_ACTIVITY_
Transcribe the data below exactly, but only from the line containing "Target: stone relief carving" through its final line, both included.

Start of PROVIDED MATERIAL

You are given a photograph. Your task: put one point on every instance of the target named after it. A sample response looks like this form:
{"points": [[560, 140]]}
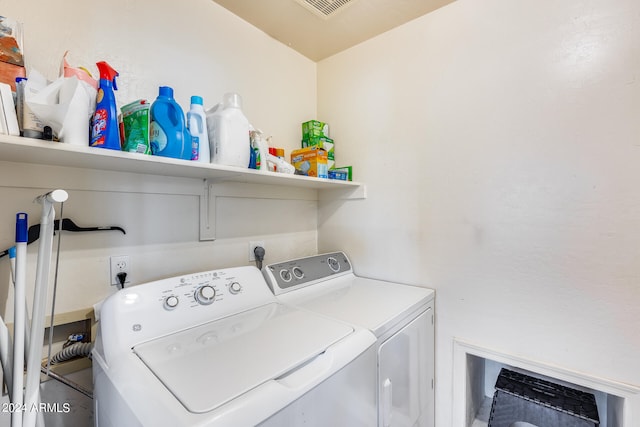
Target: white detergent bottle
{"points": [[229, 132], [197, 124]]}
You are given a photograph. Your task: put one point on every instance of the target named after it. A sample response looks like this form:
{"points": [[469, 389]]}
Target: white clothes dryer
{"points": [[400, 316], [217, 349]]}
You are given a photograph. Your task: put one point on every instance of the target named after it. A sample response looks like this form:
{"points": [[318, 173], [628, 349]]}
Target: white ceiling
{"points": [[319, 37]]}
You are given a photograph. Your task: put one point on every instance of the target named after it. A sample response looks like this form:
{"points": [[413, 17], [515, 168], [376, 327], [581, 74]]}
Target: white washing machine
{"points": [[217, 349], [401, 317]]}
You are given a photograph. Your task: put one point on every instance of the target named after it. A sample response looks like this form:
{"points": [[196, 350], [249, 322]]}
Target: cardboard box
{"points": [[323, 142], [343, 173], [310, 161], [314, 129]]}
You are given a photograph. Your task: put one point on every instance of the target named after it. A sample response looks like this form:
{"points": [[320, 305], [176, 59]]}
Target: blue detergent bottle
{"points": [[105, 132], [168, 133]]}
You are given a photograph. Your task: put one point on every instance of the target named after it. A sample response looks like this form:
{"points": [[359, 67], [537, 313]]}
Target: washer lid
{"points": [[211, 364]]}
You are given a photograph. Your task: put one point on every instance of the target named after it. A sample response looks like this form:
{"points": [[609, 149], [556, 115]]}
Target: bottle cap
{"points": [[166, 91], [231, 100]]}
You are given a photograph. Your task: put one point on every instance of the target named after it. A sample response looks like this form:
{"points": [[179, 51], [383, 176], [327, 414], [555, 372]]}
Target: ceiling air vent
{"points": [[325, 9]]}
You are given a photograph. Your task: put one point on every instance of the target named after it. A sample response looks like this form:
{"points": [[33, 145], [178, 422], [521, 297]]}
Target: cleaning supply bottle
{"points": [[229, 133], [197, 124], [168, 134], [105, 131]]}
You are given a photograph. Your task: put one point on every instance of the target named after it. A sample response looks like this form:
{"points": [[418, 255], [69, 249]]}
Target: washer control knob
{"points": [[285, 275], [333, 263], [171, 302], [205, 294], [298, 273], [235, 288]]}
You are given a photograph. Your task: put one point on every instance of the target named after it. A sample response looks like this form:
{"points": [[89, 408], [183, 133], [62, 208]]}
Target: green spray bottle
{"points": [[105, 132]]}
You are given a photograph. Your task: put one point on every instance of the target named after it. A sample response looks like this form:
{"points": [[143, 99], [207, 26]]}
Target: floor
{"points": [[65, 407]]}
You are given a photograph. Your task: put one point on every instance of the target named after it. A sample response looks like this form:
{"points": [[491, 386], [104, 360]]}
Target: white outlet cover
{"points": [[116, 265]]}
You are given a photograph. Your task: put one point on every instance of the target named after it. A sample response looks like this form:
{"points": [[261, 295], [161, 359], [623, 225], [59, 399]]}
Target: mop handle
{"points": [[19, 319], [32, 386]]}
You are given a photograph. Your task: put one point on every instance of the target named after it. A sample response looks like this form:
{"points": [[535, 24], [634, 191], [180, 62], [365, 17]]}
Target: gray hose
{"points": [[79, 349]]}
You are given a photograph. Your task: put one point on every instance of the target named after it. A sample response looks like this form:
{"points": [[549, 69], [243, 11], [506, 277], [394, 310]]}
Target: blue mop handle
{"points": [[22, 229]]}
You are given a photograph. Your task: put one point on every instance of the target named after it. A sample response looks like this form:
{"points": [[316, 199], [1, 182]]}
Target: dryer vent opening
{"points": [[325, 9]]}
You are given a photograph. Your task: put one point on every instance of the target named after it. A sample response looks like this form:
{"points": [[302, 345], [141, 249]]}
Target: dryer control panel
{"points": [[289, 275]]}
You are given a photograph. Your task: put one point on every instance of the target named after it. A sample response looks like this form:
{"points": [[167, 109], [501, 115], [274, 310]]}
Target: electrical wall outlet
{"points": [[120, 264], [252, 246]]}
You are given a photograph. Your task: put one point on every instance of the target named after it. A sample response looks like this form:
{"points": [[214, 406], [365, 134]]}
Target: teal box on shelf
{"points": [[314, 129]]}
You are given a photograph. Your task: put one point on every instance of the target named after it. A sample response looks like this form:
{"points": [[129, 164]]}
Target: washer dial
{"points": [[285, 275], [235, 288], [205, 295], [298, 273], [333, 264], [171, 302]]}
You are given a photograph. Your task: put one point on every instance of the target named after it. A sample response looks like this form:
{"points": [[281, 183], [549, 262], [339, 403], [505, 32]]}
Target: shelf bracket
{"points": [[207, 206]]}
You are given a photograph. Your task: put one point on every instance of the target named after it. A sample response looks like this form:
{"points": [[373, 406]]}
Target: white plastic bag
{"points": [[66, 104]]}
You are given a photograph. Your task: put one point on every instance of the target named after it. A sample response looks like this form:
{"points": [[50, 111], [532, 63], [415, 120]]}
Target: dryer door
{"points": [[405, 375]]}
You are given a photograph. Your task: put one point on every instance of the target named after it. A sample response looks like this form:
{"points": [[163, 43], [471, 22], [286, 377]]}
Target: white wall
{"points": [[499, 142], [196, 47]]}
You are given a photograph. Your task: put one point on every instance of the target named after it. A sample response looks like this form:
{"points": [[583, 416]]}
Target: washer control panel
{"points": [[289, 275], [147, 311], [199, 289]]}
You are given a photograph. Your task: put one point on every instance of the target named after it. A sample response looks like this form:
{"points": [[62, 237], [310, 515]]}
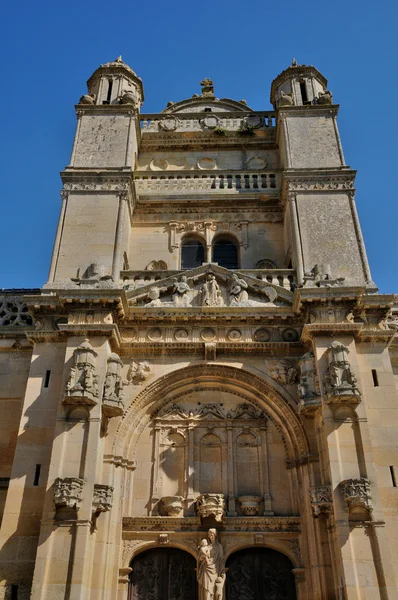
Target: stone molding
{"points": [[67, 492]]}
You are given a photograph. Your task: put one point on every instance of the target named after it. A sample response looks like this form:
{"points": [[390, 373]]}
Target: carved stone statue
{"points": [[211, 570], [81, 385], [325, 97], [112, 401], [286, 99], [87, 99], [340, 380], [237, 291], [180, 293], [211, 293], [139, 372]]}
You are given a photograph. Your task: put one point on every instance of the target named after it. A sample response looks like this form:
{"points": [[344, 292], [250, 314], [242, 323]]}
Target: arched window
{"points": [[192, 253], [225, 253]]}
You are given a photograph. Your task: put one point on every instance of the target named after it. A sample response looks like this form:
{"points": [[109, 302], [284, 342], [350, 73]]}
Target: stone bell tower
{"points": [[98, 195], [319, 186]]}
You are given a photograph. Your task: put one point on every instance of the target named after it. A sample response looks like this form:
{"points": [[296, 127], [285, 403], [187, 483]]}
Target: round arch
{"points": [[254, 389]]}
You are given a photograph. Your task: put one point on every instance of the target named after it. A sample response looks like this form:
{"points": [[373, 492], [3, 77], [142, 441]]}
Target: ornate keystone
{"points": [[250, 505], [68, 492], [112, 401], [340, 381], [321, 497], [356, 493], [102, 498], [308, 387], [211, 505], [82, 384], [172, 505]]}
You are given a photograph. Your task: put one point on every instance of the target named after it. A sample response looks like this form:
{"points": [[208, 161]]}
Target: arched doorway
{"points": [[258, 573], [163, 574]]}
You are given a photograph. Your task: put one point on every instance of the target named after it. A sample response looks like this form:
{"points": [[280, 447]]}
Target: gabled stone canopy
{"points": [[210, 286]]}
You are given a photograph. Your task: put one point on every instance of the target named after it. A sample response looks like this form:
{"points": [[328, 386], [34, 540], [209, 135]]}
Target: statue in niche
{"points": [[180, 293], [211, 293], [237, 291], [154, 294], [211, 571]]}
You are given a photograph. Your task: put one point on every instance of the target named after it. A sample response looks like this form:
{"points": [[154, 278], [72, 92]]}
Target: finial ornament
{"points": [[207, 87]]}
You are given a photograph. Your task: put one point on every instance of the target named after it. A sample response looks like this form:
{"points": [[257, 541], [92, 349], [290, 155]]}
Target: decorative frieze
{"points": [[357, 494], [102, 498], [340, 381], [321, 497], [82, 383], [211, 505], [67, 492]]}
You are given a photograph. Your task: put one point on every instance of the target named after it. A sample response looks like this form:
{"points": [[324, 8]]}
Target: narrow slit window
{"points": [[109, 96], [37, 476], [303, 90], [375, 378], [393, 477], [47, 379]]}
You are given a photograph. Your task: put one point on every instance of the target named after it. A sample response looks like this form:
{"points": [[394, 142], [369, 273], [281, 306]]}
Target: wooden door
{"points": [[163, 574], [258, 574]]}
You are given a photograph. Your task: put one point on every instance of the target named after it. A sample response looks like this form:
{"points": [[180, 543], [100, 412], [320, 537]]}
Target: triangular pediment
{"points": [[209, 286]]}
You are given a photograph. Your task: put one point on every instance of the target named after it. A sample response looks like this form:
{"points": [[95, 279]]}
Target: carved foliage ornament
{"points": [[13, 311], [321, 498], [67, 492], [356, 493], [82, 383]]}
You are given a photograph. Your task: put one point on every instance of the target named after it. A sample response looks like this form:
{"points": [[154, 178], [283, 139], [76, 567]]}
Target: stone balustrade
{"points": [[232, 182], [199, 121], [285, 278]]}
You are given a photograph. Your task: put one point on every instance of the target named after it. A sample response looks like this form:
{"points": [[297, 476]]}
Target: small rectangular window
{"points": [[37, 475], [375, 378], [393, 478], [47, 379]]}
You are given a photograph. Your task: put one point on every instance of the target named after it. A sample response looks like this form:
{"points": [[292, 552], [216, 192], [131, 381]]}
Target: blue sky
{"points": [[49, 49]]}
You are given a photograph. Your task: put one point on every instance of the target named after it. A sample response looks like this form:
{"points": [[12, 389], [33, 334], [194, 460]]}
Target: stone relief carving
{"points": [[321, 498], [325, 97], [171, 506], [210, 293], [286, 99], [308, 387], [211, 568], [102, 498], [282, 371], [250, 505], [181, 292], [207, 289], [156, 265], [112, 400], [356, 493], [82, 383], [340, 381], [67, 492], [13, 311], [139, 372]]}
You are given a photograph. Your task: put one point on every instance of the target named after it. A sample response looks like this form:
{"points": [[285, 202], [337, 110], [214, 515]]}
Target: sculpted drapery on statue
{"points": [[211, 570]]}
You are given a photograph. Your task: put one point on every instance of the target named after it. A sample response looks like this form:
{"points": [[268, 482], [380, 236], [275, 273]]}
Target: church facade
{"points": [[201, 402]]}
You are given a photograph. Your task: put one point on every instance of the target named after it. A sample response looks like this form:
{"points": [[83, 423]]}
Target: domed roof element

End of PROVIDED MATERIAL

_ANSWER SPACE_
Target: stone relief carving
{"points": [[321, 498], [325, 97], [171, 506], [210, 293], [286, 99], [308, 387], [211, 568], [102, 498], [282, 371], [250, 505], [181, 292], [207, 289], [156, 265], [112, 400], [356, 493], [82, 383], [340, 381], [67, 492], [13, 311], [139, 372]]}
You are given a photograph. Your task: put one point on every instance of the target named after it. A sample response looks like this form:
{"points": [[285, 202], [337, 110], [214, 515]]}
Target: sculpted drapery on statue
{"points": [[211, 570]]}
You are given a photograph. Your task: put one point on every instance of the target named after it. A sample response looks like this form:
{"points": [[268, 482], [380, 236], [275, 273]]}
Target: church facade
{"points": [[201, 402]]}
You are given a photograph. Your task: put one point on every instance of the target named after it. A sample response looks like this form:
{"points": [[83, 423]]}
Target: domed roof element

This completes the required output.